A year and a half ago, I had no clear idea what a data scientist was and why it was an important role. Immersed in a dead-end job in an e-marketing company, I had started to forget all of the stuff I had learned through the many difficult years of my education. I am not sure what triggered my resolve to look into the matter more (at that time there were no decent books on the topic, and I had no-one to mentor me), but I do remember coming to the realization that this was my life’s vocation. Naturally, there were problems with this new type of work – lots of things I hadn’t learned and no idea of how to learn them, especially if you factor in my 50 hours per week schedule and the fact that there wasn’t a decent data science course anywhere in the country in which I was living. But I did power through, my resolve fueled by the conviction that this was something worthwhile and enjoyable. And if I happened to fail in my pursuit, at least I would have picked up some useful skills in the process.

This book is for people who have the same desire to learn about this fascinating field. When I started my quest into the data science world, I had to learn the hard way, through trial and error, as well as through hard research via articles, videos and other sources on the Web. Fortunately, it will be much easier for you. That’s why I wrote this book: so that you have a manual, of sorts, to provide you with guidelines for this challenging transition.

Data science is a very rewarding field that deals with a fascinating new entity in the data world: big data, something that constitutes a quite intriguing challenge since there is no straightforward way of dealing with it effectively. This leaves a lot of room for creativity and a wider array of possibilities that you are called to explore as a data scientist. In addition, through this role you have the opportunity to develop aspects of yourself that no other role in the IT field provides: namely creativity, communication, direct links with the business world, etc. Through all this you have a chance of providing something useful to the organization you work for (which can be a company, government agency, or even a charity) through the intelligent use of the data that is available. Since this data is bound to be large, diverse, and quite messy, it is not something you would normally find in a tidy database. Hence the term big data and the role of the data scientist, the professional who deals with big data in a scientific, creative and understandable manner.

Over the past few years, there has been heightened awareness of big data and its implications in business, as well as its impact on the job market. But what is big data exactly? And how is it different from traditional data? The short definition of big data is “data that cannot be handled by a single computer.” Although this is usually due to its very large size, there are a few other reasons. In general, it is defined by four main characteristics, usually referred to as the four Vs of big data:

  • Volume. Contrary to “normal” data, big data is significantly larger; i.e., it ranges from a few Terabytes (TB) to a few Zettabytes (ZB). The latter is a billion TB, or a trillion Gigabytes (GB). That’s a lot of data! In 2010, the data of the whole world was about 1 ZB – that’s 125 million 8 GB media players! What’s more, this number has been increasing rapidly over the past few years, and there is no sign of it stopping any time soon. This very high amount of data that characterizes big data, in combination with the fact that big data cannot be processed efficiently using a single machine (even a supercomputer), has brought about the use of parallel computing (a cluster of computers working together via a network connection), something that is inherent in the vast majority of data science projects.

*Exercises:*
**a.** Decide whether each statement below agrees with the passage above on data science and big data. Answer yes or no for each, quoting the exact words of the passage that decide it.
(i) When the writer began looking into data science, someone was available to act as a mentor.
(ii) The passage gives "data that cannot be handled by a single computer" as the short definition of big data.
(iii) According to the passage, the data of the whole world in 2010 came to about 1 ZB.
**b.** Carry on the passage about data science and big data from the point where it stops.

*Extracted records:*

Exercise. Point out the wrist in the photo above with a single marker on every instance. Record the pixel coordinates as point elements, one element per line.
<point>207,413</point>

--

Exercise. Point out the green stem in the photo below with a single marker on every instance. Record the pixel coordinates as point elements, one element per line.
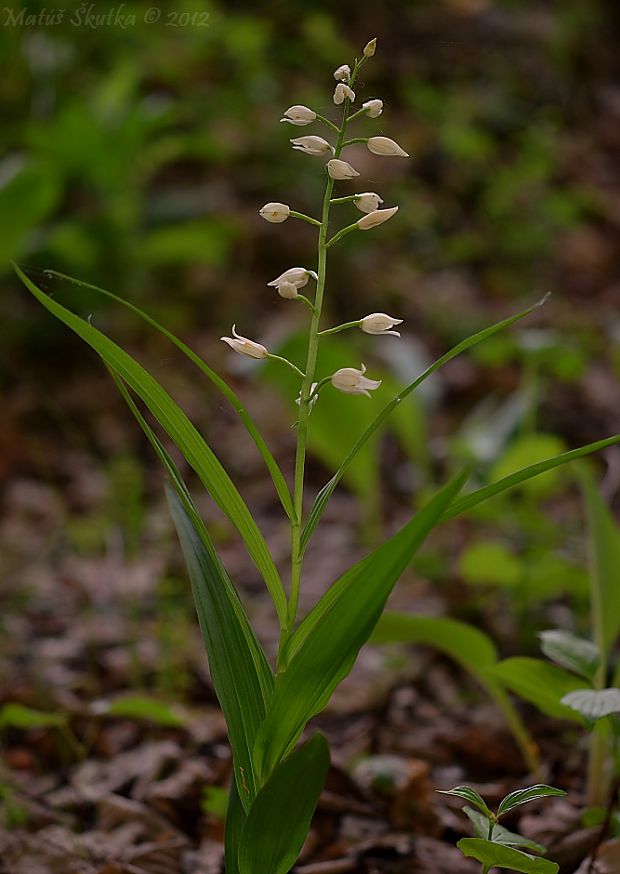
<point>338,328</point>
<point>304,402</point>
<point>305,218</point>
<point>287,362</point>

*Task results:*
**a.**
(i) No: "I had no-one to mentor me"
(ii) Yes: "The short definition of big data is “data that cannot be handled by a single computer.”"
(iii) Yes: "In 2010, the data of the whole world was about 1 ZB"

**b.**
  • Variety. Big data is also quite varied, coming from non-traditional as well as traditional sources. The data we are used to processing is structured data, the kind of data usually found in databases. We know what its data type and size are, and we generally know what’s supposed to be in each field. Big data, however, includes unstructured and semi-structured data as well. Unstructured data lacks a pre-defined structure in its subcomponents (e.g., data found in Facebook posts, tweets, phone call transcripts, etc.), while semi-structured has some structure and is something in between structured and unstructured (e.g., data in machine logs and email address headers).
  • Velocity. Another important characteristic of big data is velocity, or the rate at which it arrives at the enterprise and is processed. Traditional data is thought to be slower and fairly static in terms of how it is developed and transferred from the location it is generated to the location it is processed. Contrast this with big data, which is constantly moving, and moving fast (though there may be some exceptions to this rule). This means that it needs to be processed quickly, in real-time if possible, in order to harness its potential. For example, a financial services company may need to analyze over 5 million market messages every second, with a latency of about 30 microseconds.
  • Veracity. This last one was added relatively recently, so there are still many references to the three Vs of big data in books and articles on the topic. Big data is also characterized by veracity, an attribute that relates to the quality (trustworthiness) of the data. As one would expect, there is a lot of noise in all of this data. Working with big data effectively means being able to discern the noise from the signals that may hide within. This is a challenging process that requires advanced analytical techniques. If one is not careful, it is easy to draw conclusions backed by statistical significance that don’t have any real value, or that may lead to questionable decisions.

There are two more Vs that are sometimes included, Variability and Visibility, but there has not been consensus on these characteristics, yet.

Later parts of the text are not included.